* Passage shown
· · ·

WSJ: It is time to commute Jonathan Pollard's sentence
R. James Woolsey - Wall Street Journal (Letters) - July 5, 2012
Regarding Martin Peretz's "The Mendacious Movement to Free a Convicted Spy" (op-ed, June 25): I recommended against clemency for Jonathan Pollard early in the first Clinton administration when I was director of Central Intelligence, but now, nearly two decades later, I support his release. What would I say has changed? The passage of time.
When I recommended against clemency, Pollard had been in prison less than a decade. Today he has been incarcerated for over a quarter of a century under his life sentence.
Of the more than 50 recently convicted Soviet bloc and Chinese spies, only two-Aldrich Ames and Robert Hanssen-also received life sentences, and two-thirds of these some-50 enemy spies served or have been sentenced to less time than Pollard has already served.
The recently convicted spies for such countries as Saudi Arabia, Ghana, Ecuador, Egypt, the Philippines and South Korea are serving less than a decade. One especially damaging Greek-American spy, Steven Lalas, received a 14-year sentence, just over half of what Pollard has already served.

· · ·

* Required task 1
In the letter on Jonathan Pollard's sentence, rewrite everything from "WSJ: It is time" down to "his life sentence.", substituting "leniency" for every occurrence of "clemency".
* Required task 2
According to the letter on Jonathan Pollard's sentence, how long was the sentence given to Steven Lalas?

Stored data:
· · ·

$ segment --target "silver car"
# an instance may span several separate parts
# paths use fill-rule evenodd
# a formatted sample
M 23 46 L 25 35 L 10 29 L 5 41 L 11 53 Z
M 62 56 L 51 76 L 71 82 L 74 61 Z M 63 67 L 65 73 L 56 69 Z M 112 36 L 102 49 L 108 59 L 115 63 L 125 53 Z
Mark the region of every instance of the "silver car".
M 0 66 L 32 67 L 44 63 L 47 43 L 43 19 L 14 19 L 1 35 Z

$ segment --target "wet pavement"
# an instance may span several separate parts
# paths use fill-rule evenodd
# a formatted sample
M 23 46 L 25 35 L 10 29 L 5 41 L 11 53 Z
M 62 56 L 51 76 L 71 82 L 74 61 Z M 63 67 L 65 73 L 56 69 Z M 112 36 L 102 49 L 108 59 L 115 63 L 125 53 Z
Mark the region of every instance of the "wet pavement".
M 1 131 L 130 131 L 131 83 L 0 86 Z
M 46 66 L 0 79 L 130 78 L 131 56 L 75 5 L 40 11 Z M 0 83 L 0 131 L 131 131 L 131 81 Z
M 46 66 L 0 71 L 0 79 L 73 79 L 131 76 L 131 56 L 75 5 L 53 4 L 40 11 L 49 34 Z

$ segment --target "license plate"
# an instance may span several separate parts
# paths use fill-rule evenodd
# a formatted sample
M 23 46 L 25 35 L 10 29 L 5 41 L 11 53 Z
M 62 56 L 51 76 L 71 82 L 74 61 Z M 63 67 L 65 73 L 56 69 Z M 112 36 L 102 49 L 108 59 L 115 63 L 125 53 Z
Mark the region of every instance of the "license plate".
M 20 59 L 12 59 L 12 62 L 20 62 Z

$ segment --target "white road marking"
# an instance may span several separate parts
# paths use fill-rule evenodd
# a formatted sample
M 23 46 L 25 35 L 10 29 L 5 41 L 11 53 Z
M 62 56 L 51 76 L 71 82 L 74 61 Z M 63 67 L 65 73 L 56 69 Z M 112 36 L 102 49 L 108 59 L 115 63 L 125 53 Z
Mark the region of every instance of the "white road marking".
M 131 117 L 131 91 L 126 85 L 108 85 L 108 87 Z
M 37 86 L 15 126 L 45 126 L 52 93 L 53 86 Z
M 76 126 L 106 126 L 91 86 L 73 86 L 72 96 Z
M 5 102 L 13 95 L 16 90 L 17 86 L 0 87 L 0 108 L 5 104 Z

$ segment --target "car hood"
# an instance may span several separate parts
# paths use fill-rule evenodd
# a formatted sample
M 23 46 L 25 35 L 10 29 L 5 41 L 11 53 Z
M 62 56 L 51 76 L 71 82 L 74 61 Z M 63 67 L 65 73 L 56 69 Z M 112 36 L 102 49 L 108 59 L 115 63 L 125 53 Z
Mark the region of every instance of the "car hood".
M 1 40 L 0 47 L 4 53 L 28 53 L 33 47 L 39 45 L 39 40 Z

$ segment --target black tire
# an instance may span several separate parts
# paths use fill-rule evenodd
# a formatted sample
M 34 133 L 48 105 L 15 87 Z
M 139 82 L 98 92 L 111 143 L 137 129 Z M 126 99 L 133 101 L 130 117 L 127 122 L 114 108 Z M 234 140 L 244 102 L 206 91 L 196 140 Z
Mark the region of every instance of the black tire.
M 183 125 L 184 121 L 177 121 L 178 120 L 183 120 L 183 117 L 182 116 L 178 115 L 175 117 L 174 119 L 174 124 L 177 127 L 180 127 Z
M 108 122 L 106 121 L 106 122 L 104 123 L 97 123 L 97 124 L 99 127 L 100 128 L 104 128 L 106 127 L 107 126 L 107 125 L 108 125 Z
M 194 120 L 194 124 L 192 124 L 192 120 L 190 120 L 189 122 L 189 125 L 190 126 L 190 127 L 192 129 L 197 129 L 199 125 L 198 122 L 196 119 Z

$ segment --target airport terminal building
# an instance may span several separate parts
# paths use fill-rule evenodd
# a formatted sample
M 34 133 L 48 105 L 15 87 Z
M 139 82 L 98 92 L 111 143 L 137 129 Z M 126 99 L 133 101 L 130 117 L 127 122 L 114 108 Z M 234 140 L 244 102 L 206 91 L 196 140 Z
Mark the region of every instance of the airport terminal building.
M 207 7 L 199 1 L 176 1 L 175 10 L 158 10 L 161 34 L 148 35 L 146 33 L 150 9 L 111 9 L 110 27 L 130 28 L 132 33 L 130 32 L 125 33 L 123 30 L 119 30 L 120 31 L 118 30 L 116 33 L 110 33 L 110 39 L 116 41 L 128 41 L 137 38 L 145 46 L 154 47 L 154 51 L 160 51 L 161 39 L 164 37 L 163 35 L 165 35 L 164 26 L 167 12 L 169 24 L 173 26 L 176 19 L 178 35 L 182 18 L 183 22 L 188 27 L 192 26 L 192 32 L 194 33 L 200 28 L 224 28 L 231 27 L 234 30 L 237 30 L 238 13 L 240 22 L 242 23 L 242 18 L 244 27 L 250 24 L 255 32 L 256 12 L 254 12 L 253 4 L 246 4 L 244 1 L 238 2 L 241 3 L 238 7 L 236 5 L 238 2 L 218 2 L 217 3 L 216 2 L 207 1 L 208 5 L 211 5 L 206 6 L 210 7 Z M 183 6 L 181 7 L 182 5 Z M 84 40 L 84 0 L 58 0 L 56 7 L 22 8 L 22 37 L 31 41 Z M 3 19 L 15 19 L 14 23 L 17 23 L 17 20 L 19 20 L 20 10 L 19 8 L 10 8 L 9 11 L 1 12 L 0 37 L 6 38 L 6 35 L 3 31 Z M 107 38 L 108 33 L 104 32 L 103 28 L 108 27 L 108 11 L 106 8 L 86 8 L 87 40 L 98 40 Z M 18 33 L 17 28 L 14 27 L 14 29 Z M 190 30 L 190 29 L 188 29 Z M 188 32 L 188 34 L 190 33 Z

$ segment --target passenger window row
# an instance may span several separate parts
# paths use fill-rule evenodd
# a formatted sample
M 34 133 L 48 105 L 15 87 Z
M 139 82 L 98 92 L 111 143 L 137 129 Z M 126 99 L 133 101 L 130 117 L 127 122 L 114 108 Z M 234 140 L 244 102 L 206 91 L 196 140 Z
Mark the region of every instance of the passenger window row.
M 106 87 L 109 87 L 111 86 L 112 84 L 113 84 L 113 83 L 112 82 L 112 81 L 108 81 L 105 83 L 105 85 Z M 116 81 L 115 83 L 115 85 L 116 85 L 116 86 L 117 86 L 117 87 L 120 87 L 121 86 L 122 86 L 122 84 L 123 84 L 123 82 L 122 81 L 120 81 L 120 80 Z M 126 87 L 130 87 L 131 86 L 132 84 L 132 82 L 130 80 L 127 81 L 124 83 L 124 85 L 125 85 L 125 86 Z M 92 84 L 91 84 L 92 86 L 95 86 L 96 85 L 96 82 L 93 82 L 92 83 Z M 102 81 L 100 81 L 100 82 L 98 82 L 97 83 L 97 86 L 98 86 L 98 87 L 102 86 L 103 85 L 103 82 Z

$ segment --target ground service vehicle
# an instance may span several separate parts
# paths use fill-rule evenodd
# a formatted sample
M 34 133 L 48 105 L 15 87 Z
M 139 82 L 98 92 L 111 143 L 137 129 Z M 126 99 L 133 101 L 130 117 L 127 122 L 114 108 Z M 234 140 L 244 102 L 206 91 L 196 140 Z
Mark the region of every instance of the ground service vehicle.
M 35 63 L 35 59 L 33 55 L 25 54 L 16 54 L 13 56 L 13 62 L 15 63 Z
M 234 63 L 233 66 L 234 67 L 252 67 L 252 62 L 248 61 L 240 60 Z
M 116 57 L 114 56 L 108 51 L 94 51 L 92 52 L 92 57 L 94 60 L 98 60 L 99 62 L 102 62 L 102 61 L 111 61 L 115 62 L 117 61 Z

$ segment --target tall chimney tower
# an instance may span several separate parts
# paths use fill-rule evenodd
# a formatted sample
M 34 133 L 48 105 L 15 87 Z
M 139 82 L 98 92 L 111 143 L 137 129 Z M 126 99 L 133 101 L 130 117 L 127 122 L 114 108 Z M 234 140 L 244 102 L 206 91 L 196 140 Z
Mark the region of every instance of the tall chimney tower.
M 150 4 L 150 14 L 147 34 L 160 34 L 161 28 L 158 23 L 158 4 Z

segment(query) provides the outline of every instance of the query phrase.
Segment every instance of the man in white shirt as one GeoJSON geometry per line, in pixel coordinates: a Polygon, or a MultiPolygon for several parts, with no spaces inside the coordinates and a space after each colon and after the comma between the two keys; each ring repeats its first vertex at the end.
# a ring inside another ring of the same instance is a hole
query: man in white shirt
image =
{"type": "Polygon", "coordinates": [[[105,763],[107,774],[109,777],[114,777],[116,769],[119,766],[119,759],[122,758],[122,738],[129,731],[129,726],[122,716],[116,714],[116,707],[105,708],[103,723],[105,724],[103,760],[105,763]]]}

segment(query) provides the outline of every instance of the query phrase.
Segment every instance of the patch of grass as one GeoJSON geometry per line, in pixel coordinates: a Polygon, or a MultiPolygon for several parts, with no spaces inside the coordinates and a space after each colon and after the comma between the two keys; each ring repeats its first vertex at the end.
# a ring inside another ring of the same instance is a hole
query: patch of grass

· · ·

* Solution 1
WSJ: It is time to commute Jonathan Pollard's sentence
R. James Woolsey - Wall Street Journal (Letters) - July 5, 2012
Regarding Martin Peretz's "The Mendacious Movement to Free a Convicted Spy" (op-ed, June 25): I recommended against leniency for Jonathan Pollard early in the first Clinton administration when I was director of Central Intelligence, but now, nearly two decades later, I support his release. What would I say has changed? The passage of time.
When I recommended against leniency, Pollard had been in prison less than a decade. Today he has been incarcerated for over a quarter of a century under his life sentence.

* Solution 2
14 years